** Records to process **
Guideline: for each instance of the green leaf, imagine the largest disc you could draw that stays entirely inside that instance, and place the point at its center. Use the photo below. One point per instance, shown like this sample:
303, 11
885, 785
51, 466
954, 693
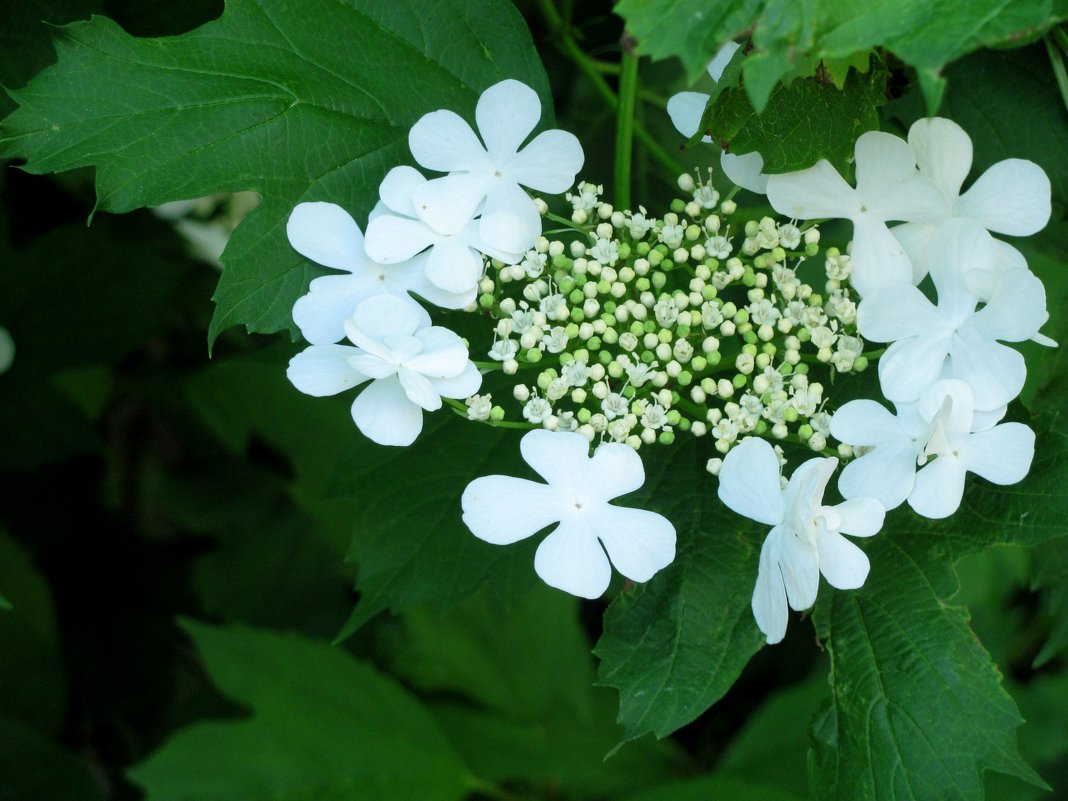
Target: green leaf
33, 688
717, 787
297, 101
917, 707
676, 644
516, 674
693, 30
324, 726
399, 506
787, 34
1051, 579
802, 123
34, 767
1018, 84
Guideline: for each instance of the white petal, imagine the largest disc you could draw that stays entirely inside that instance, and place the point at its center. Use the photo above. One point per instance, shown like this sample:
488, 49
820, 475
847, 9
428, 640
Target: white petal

...

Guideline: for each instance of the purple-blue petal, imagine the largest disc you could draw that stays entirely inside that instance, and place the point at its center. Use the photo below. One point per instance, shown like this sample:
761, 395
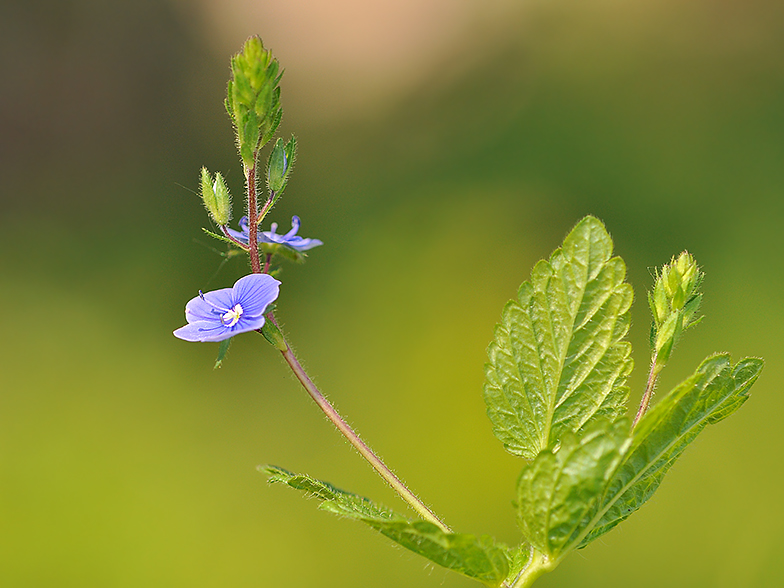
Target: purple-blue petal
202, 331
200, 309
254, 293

** Aim **
Which lines in the records above contain the string "point", with case counting? Pick out each of those lines and copy it in full.

** Exercise solution **
Guideline: for each instance of the green leaf, imagine the largest disc you could draw that stays entirely inside that instance, and place the point at its center. Use the photo below. One point per instance, shown like this sample:
Guideline: for each instance of the white petal, imagine the largest disc you could draw that stays entirely inside that instance, and place the point at its center. Use the photo above. One point per instance, shown like this sample:
Guideline: for each instance of the purple-blue petal, imagine the largest disc you could draw that stays entirely inside that instance, and place the point at its center. Use the photo below. One point per instance, shown like this sample:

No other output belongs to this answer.